# [Task prompt]
Take the records below from their first line through the line holding "[ ] a keypoint on each instance of the teal", and set each of those lines down exactly, without pictures.

⟨

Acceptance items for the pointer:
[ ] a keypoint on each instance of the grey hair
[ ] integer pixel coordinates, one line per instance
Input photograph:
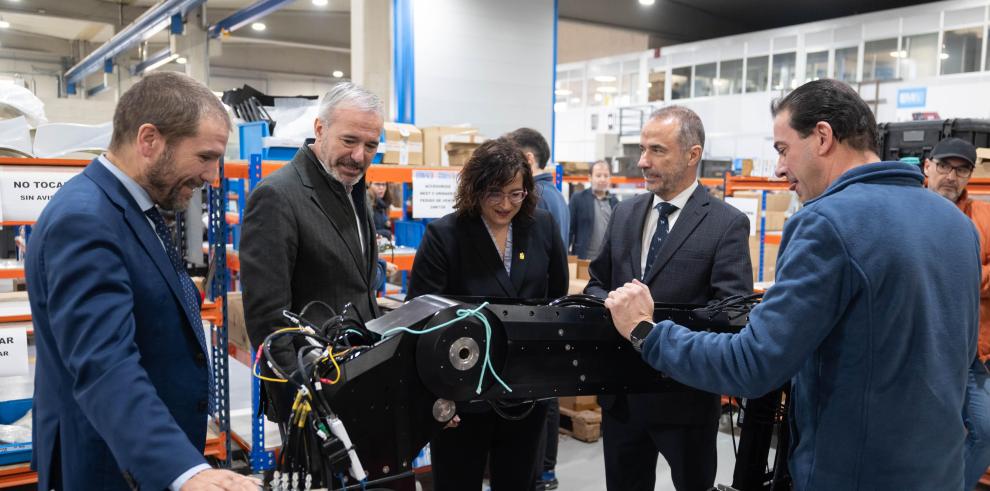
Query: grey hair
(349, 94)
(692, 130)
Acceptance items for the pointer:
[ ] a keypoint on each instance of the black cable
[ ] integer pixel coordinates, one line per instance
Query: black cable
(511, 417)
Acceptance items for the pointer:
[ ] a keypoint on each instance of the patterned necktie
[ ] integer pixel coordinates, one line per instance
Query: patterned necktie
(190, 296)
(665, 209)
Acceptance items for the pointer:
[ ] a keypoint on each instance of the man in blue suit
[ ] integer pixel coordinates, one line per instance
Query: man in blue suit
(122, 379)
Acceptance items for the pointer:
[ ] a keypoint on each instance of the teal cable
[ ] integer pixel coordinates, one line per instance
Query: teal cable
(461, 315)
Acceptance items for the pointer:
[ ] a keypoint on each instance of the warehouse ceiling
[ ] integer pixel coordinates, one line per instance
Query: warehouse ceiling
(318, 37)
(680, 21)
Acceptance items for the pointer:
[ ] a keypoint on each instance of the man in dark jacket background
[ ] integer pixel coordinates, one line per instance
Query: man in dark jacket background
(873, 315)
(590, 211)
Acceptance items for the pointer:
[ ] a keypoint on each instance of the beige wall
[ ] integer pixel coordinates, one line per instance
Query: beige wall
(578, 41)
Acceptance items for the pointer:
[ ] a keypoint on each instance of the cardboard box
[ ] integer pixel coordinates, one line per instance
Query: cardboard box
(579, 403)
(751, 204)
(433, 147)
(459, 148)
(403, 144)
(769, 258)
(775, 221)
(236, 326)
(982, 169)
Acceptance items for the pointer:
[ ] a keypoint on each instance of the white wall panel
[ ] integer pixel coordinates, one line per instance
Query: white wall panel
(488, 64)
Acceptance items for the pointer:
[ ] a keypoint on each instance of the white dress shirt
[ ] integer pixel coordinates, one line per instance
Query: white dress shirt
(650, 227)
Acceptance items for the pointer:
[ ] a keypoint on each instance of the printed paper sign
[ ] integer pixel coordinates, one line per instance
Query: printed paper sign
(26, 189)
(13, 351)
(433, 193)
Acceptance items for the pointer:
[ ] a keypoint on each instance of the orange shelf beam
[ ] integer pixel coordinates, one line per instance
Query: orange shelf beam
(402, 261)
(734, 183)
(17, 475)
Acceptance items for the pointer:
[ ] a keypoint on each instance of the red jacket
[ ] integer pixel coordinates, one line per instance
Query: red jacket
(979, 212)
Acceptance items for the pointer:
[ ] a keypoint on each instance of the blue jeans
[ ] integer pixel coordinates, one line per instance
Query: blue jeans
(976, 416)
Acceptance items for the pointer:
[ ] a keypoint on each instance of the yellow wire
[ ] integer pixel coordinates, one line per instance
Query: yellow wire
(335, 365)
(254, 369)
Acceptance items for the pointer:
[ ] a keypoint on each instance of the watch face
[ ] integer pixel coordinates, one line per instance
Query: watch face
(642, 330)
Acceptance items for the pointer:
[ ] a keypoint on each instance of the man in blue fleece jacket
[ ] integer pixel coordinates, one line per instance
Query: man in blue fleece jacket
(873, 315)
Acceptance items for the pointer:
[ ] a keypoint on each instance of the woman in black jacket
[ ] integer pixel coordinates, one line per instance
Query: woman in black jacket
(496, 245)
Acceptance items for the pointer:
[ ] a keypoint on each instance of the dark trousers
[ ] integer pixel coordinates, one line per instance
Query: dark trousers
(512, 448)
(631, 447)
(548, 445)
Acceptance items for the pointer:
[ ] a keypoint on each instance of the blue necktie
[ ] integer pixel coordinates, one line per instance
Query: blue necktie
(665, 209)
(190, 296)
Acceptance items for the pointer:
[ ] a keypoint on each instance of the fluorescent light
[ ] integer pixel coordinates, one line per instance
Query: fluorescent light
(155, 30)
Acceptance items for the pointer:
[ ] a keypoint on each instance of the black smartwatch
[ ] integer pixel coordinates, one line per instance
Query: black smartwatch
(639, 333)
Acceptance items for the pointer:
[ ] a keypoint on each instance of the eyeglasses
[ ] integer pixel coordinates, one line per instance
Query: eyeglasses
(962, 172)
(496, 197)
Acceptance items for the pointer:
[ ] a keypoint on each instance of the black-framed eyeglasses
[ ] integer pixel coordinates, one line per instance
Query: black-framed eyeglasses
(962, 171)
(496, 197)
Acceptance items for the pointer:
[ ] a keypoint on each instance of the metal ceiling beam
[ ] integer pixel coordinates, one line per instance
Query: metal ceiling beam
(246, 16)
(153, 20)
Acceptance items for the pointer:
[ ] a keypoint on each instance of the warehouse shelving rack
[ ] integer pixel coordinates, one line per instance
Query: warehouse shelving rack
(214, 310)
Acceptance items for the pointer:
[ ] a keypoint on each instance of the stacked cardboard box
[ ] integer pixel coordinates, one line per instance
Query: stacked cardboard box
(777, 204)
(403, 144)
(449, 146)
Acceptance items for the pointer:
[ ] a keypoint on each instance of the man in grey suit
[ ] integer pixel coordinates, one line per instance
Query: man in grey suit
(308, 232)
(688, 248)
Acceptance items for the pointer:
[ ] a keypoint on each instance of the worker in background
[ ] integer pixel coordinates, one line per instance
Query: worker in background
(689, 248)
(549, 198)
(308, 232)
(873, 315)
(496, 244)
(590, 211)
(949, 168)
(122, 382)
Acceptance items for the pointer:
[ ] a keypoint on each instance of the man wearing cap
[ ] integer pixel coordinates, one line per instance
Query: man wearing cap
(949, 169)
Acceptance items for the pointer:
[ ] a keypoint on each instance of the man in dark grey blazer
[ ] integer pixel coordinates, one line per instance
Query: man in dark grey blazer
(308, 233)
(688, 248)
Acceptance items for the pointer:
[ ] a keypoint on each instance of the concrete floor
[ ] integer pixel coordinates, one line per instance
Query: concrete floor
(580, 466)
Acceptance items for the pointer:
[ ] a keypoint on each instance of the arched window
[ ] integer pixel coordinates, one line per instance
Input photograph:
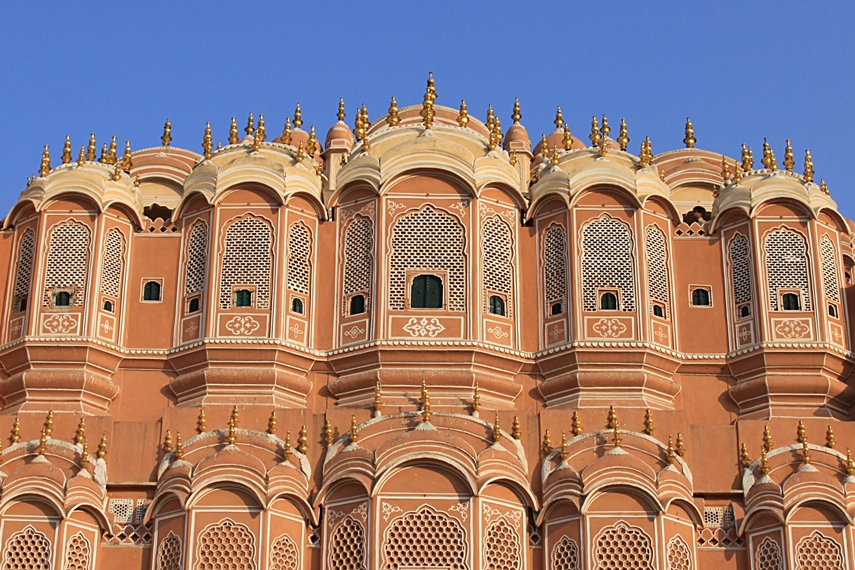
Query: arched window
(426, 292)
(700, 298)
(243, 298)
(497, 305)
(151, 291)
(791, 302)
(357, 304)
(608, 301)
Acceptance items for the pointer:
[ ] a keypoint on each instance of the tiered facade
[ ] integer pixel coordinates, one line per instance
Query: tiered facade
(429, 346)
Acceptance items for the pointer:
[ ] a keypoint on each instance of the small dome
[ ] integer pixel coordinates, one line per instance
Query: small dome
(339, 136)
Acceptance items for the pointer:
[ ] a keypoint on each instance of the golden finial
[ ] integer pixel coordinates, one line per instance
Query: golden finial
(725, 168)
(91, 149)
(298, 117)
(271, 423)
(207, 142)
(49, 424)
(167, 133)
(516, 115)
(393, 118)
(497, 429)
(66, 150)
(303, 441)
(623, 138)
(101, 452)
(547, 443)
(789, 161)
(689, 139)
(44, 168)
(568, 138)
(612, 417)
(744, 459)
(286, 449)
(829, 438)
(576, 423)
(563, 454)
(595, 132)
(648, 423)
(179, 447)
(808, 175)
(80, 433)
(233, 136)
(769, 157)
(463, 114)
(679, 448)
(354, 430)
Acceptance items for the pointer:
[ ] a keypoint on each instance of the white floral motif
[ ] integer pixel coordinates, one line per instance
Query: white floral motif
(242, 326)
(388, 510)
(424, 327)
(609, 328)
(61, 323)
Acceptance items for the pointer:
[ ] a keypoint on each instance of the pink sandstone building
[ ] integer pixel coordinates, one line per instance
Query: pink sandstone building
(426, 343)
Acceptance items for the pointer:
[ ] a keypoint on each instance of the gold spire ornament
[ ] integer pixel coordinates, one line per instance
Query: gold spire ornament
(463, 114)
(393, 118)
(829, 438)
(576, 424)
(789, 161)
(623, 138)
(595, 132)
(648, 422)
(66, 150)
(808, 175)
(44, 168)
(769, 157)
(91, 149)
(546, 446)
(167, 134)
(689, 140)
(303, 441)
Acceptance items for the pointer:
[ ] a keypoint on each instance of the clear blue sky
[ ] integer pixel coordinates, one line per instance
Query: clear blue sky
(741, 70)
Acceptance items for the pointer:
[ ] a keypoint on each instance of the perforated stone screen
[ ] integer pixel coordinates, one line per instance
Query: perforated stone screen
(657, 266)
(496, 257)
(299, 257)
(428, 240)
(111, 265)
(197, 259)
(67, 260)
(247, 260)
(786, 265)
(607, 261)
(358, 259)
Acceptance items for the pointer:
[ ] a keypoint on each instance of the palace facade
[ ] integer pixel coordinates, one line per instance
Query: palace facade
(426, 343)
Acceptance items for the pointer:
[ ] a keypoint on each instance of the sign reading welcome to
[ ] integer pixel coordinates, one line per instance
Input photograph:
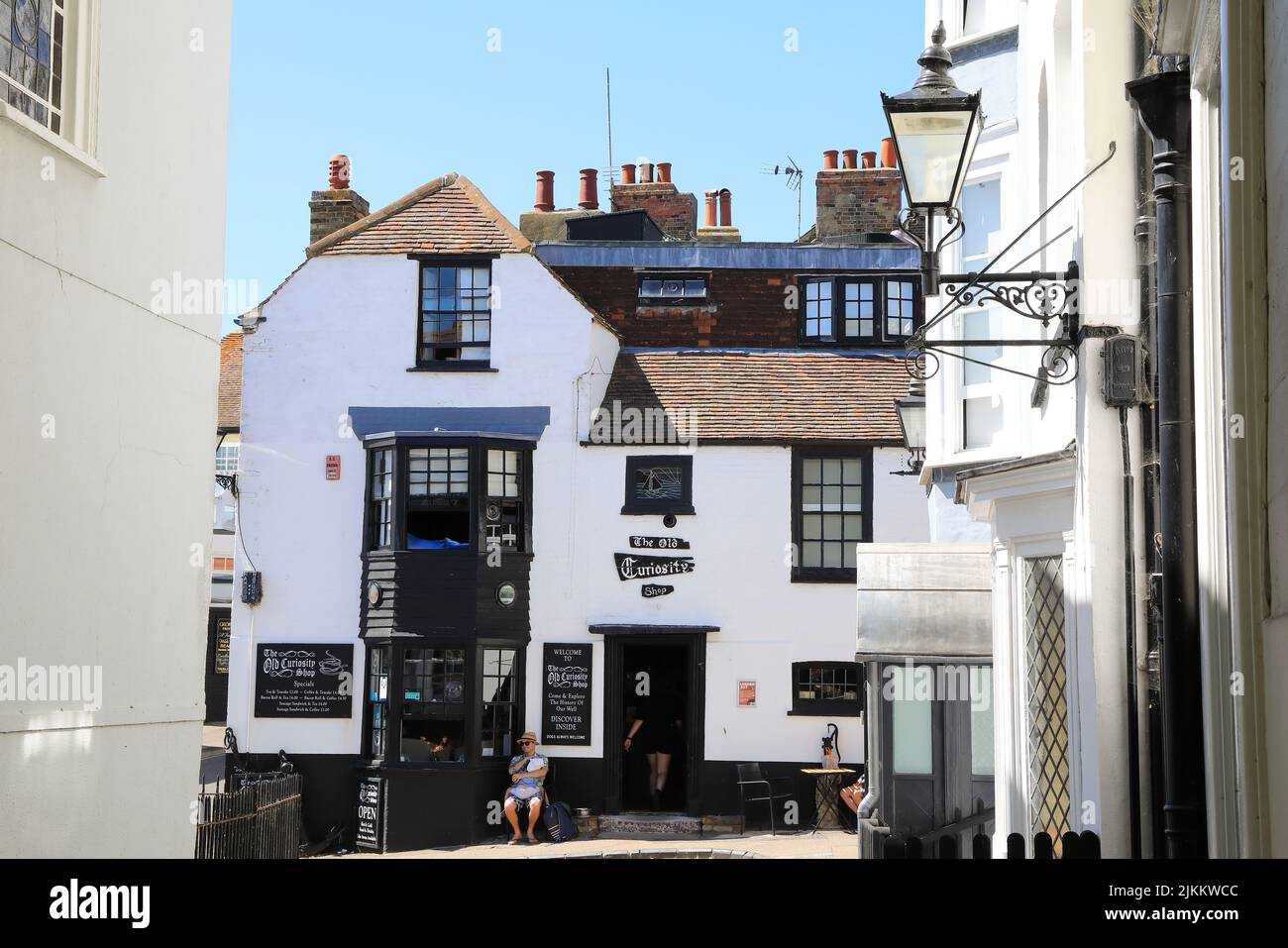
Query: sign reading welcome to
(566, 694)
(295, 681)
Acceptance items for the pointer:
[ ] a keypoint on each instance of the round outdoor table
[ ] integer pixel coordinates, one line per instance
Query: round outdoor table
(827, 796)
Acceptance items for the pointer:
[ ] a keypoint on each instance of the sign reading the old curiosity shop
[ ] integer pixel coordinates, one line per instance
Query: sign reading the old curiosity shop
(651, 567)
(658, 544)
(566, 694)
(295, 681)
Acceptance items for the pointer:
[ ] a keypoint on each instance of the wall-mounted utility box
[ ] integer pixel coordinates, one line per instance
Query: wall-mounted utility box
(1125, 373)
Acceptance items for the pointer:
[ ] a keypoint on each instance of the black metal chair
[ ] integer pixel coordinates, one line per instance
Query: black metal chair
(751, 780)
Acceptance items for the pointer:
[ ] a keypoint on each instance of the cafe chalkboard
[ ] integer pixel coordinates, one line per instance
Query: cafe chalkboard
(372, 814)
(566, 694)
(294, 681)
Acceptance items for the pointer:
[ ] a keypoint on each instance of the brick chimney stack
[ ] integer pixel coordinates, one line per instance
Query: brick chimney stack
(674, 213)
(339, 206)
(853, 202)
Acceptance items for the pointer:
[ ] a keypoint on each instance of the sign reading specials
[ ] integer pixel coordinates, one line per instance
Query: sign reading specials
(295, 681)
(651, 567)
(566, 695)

⟩

# [Written answer]
Acceptance items for the pointer:
[ ] a keypoint on each instance of the grey hair
[ ] integer pixel coordinates, one line per instance
Input photograph:
Query: grey hair
(349, 94)
(692, 130)
Acceptance items for the pointer:
[ ] a keypoint on each instance of the black cable
[ ] integer pixel coordinates, one line per instance
Query: black cable
(511, 417)
Acceptance items for the pointer:
[ ] a keypoint on each instance of the patterned necktie
[ ] integer pixel coordinates, one line per instance
Query: patterned necktie
(190, 296)
(665, 209)
Acceptance items for the pointer:
[ ] a keypoint on each instance of the man in blue suit
[ ] integer pixel coordinates, one line per instance
Query: man in blue suit
(122, 379)
Acceptance items for the pointer:
[ ] a keypoint on each instance of the teal cable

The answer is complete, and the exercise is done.